> _Passage given_
━━━━

One million Euro a year gross would imply more or less 3000 Euro a day. Open for 12 hours a day, that's 250 Euro an hour. At 15 Euro a crepe, that's a customer every 4 minutes the whole day. That would be a truly phenomenal success.

And that's gross. If you assume 50% margin on cost (insanely high) and that cost includes the apparently very high employee salaries. Then they need a customer every two minutes for the day. Let's say taxes take half of their net before taxes. they now need a customer every minute for 12 hours every day of the year to hit a million Euro net. All under a series of assumptions that are extremely generous to the firm.

It's hard to imagine that this story, if true, didn't involve an embellishment of scale.



Here are some actual numbers from Austria for some comparable venues:

- sausage kiosk average(!) turnover 180.000 € (sausages cost 2-3€, better kiosks make several times that easily)

- small Subway €900k approx.

- average McDonald's €3.2 mil

I'd imagine a decent crepes place the size of a McDonald's in a good location could easily make €2 mil/year turnover and half that much profit in a good year.


A 50% margin on food service is unheard of. That McDonalds is making 5-9% a year most likely, which is in line with food trucks generally.

━━━━

> _Raw data_

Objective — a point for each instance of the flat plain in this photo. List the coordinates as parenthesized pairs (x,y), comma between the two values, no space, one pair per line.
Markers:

━━━━

> _What this exercise asks_
1 - Answer these from the passage on crepe sales:
(a) What price per crepe does the passage assume?
(b) What turnover does it give for an average McDonald's in Austria?
(c) What yearly margin does it say the McDonald's is most likely making?
2 - Reproduce word for word the part of the passage on crepe sales starting with "I'd imagine a" and going on through "food trucks generally.".

> _Solutions to the problems_
1 -
(a) 15 Euro a crepe.
(b) €3.2 million.
(c) 5-9% a year.

2 -
I'd imagine a decent crepes place the size of a McDonald's in a good location could easily make €2 mil/year turnover and half that much profit in a good year.


A 50% margin on food service is unheard of. That McDonalds is making 5-9% a year most likely, which is in line with food trucks generally.